| AVAILABLE RECORDS |
—————
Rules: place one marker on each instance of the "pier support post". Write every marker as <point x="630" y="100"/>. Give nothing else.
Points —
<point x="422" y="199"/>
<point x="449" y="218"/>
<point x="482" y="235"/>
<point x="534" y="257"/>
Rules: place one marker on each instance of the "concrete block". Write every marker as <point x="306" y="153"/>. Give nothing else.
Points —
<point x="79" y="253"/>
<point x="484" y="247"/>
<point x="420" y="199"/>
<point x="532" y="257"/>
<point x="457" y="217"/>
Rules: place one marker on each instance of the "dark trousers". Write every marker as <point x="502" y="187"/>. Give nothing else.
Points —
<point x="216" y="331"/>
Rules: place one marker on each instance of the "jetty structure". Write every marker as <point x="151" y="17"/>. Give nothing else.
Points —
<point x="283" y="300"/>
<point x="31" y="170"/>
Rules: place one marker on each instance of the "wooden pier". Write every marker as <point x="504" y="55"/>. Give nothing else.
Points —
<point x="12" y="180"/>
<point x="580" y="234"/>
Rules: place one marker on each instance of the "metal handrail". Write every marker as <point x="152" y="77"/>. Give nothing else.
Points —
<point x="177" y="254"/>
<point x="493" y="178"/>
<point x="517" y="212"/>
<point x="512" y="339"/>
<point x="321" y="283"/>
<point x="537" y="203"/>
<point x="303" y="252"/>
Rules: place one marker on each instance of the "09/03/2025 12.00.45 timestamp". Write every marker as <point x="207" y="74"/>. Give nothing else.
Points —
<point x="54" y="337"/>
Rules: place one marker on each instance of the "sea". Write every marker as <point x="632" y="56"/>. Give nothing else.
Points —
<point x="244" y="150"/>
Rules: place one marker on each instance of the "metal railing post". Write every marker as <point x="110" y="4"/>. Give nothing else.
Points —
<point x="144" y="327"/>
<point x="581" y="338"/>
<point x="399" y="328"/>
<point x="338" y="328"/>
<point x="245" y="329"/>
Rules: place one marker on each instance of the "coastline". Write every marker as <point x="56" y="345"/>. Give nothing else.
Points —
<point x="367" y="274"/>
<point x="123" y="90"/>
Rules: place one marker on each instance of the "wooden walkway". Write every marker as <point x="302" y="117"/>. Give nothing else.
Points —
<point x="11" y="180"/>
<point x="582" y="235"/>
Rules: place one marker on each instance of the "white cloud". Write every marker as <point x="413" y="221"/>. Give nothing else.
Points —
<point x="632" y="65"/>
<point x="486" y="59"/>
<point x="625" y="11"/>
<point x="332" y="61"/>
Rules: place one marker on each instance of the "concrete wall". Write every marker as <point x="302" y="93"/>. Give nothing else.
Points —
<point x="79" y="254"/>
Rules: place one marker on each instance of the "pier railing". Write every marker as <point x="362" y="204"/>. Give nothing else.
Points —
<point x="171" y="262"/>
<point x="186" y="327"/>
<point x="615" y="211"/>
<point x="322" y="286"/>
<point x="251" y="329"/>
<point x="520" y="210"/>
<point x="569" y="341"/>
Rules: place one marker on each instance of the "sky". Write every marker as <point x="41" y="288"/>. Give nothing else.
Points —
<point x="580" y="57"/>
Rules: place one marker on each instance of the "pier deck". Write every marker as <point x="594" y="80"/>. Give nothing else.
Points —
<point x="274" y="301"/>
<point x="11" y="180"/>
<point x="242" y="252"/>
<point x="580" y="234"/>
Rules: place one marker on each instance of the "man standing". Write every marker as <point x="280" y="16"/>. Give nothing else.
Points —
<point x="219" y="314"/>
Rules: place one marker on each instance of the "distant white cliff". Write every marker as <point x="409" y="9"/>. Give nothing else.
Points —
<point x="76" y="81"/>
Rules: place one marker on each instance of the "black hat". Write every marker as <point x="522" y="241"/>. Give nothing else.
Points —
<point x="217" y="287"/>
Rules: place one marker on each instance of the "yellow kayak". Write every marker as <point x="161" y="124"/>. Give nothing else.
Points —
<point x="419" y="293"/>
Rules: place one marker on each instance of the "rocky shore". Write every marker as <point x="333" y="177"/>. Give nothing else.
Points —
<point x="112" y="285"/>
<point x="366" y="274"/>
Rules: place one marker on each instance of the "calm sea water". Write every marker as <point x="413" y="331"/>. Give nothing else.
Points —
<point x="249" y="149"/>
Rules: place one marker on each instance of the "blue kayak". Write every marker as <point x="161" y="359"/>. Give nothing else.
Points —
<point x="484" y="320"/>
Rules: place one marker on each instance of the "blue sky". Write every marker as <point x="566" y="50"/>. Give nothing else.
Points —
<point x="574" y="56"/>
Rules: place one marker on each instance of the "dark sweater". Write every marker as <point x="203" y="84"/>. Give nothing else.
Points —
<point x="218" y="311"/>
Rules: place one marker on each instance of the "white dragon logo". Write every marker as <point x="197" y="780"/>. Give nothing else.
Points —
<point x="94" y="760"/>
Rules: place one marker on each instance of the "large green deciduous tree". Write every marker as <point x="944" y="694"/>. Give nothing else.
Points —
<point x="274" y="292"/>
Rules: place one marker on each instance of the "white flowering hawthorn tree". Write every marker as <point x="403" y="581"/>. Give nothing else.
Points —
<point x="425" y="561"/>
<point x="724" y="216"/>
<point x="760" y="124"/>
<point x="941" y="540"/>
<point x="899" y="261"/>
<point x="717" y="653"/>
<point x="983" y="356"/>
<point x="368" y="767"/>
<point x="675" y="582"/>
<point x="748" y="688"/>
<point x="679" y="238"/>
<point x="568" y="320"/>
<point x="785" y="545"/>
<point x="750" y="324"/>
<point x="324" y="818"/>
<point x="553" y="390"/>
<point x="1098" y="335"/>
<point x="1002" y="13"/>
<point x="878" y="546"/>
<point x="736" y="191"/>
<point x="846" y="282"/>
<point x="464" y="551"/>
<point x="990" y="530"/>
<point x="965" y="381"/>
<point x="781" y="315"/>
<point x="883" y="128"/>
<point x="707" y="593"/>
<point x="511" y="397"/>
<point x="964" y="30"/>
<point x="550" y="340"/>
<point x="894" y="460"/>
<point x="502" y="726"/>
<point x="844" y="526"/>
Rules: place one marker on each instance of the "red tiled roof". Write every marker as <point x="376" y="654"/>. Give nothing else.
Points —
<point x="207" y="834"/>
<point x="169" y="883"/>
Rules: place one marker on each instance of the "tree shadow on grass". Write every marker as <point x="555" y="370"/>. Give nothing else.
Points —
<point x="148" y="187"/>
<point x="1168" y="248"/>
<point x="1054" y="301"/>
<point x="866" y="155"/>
—————
| TASK PROMPT |
The whole listing above needs to be written out again exactly.

| REPLY |
Rules: place one marker on each instance of the "pier support post". Write every marker as <point x="630" y="100"/>. Give nothing else.
Points —
<point x="422" y="199"/>
<point x="449" y="218"/>
<point x="482" y="235"/>
<point x="534" y="257"/>
Rules: place one marker on each instance of the "concrete block". Write every marker as <point x="306" y="153"/>. Give nothing else.
Points —
<point x="79" y="253"/>
<point x="484" y="247"/>
<point x="420" y="199"/>
<point x="532" y="257"/>
<point x="457" y="217"/>
Rules: place one marker on each instance of the "dark trousers". Write every marker as <point x="502" y="187"/>. Give nothing else.
Points —
<point x="216" y="331"/>
Rules: place one marker on each instance of the "jetty structure". Write every marker as <point x="151" y="17"/>. Give nothing else.
Points —
<point x="283" y="300"/>
<point x="31" y="170"/>
Rules: place one marker on each instance of the "wooden pier". Write every marker as <point x="504" y="55"/>. Give nothing else.
Points —
<point x="12" y="180"/>
<point x="580" y="234"/>
Rules: place one marker on each instance of the "metal handrail". Write every marker as <point x="152" y="77"/>. Give nothing else.
Points —
<point x="177" y="254"/>
<point x="493" y="178"/>
<point x="517" y="212"/>
<point x="512" y="339"/>
<point x="321" y="283"/>
<point x="537" y="203"/>
<point x="303" y="252"/>
Rules: place one marker on each instance of the "09/03/2025 12.00.45 timestamp". Write every marker as <point x="207" y="74"/>. Give nothing else.
Points —
<point x="54" y="337"/>
Rules: place one marker on each instance of the "sea". Write every marker as <point x="632" y="56"/>. Give nothing else.
Points —
<point x="244" y="150"/>
Rules: place one marker on each instance of the "metal railing post". Write every marker as <point x="110" y="4"/>. Give nothing else.
Points —
<point x="144" y="327"/>
<point x="581" y="338"/>
<point x="399" y="328"/>
<point x="338" y="328"/>
<point x="245" y="329"/>
Rules: place one marker on each instance of the "coastline". Write every marker as <point x="56" y="345"/>. Give nothing else.
Points —
<point x="367" y="274"/>
<point x="123" y="90"/>
Rules: place one marker on each instance of the "wooden walkway". Write every marker as <point x="302" y="117"/>. Give nothing else.
Points —
<point x="11" y="180"/>
<point x="582" y="235"/>
Rules: place one marker on each instance of the "white cloud". Write every marker as <point x="413" y="221"/>. Give nothing else.
Points —
<point x="632" y="65"/>
<point x="486" y="59"/>
<point x="625" y="11"/>
<point x="332" y="61"/>
Rules: place one marker on each instance of the "concrete wall". Write every marker as <point x="302" y="93"/>. Give nothing else.
Points —
<point x="79" y="254"/>
Rules: place one marker on each instance of the "pier railing". Write every marker as <point x="362" y="204"/>. Give nothing else.
Points —
<point x="171" y="262"/>
<point x="186" y="327"/>
<point x="615" y="211"/>
<point x="322" y="286"/>
<point x="251" y="329"/>
<point x="520" y="210"/>
<point x="569" y="341"/>
Rules: place one marker on each instance of the "sky". Write every marker as <point x="41" y="288"/>. Give nothing else.
Points —
<point x="580" y="57"/>
Rules: place one marker on each instance of the "pier deck". Write every marker as <point x="594" y="80"/>. Give nothing else.
Points —
<point x="274" y="301"/>
<point x="11" y="180"/>
<point x="242" y="252"/>
<point x="580" y="234"/>
Rules: place one marker on each instance of the "man standing". Write every marker as <point x="280" y="16"/>. Give nothing else.
Points —
<point x="219" y="314"/>
Rules: place one marker on each instance of the "distant white cliff". Write every marker as <point x="409" y="9"/>. Give nothing else.
Points —
<point x="76" y="81"/>
Rules: place one marker on each instance of the "black hat". Write every marker as <point x="522" y="241"/>. Give nothing else.
Points —
<point x="217" y="287"/>
Rules: place one marker on each instance of the "yellow kayak". Write every marker as <point x="161" y="124"/>. Give nothing else.
Points —
<point x="419" y="293"/>
Rules: place one marker on each instance of the "rocky shore". Write every marker as <point x="333" y="177"/>. Give nothing else.
Points —
<point x="112" y="285"/>
<point x="366" y="274"/>
Rules: place one marker on each instance of the "calm sea water". Write every marker as <point x="413" y="331"/>. Give nothing else.
Points —
<point x="249" y="149"/>
Rules: place one marker on each instance of the "blue kayak". Write every marker as <point x="161" y="359"/>. Give nothing else.
Points —
<point x="484" y="320"/>
Rules: place one marker on each instance of the "blue sky". Write every marker as <point x="566" y="50"/>. Give nothing else.
Points —
<point x="574" y="56"/>
Rules: place one marker on each instance of the "dark sweater". Write every marker as <point x="203" y="84"/>. Give nothing else.
Points —
<point x="218" y="311"/>
Rules: place one marker on each instance of the "white dragon logo". Write every marker as <point x="197" y="780"/>. Give nothing else.
Points —
<point x="94" y="760"/>
Rules: place one marker on each instance of the "large green deciduous tree". Write every marker as <point x="944" y="694"/>. Give nothing else.
Points —
<point x="274" y="292"/>
Rules: place one marker on each instance of the "white flowering hawthorn tree". Write every marker as <point x="403" y="581"/>. Give nothing else.
Points —
<point x="425" y="561"/>
<point x="724" y="216"/>
<point x="760" y="124"/>
<point x="941" y="540"/>
<point x="899" y="261"/>
<point x="717" y="653"/>
<point x="983" y="356"/>
<point x="368" y="767"/>
<point x="675" y="582"/>
<point x="748" y="688"/>
<point x="679" y="238"/>
<point x="568" y="320"/>
<point x="785" y="545"/>
<point x="750" y="324"/>
<point x="324" y="818"/>
<point x="553" y="390"/>
<point x="1098" y="335"/>
<point x="1002" y="13"/>
<point x="878" y="546"/>
<point x="736" y="191"/>
<point x="846" y="282"/>
<point x="464" y="551"/>
<point x="990" y="530"/>
<point x="965" y="381"/>
<point x="781" y="315"/>
<point x="883" y="128"/>
<point x="707" y="593"/>
<point x="511" y="397"/>
<point x="964" y="30"/>
<point x="550" y="340"/>
<point x="894" y="460"/>
<point x="502" y="726"/>
<point x="844" y="526"/>
Rules: place one marker on each instance of the "red tiled roof". Write every marker as <point x="376" y="654"/>. Give nothing else.
Points —
<point x="207" y="834"/>
<point x="169" y="883"/>
Rules: place one marker on each instance of the "tree shadow on grass". Write every marker as <point x="555" y="370"/>. Give nothing else.
Points —
<point x="148" y="187"/>
<point x="1168" y="248"/>
<point x="1054" y="301"/>
<point x="866" y="155"/>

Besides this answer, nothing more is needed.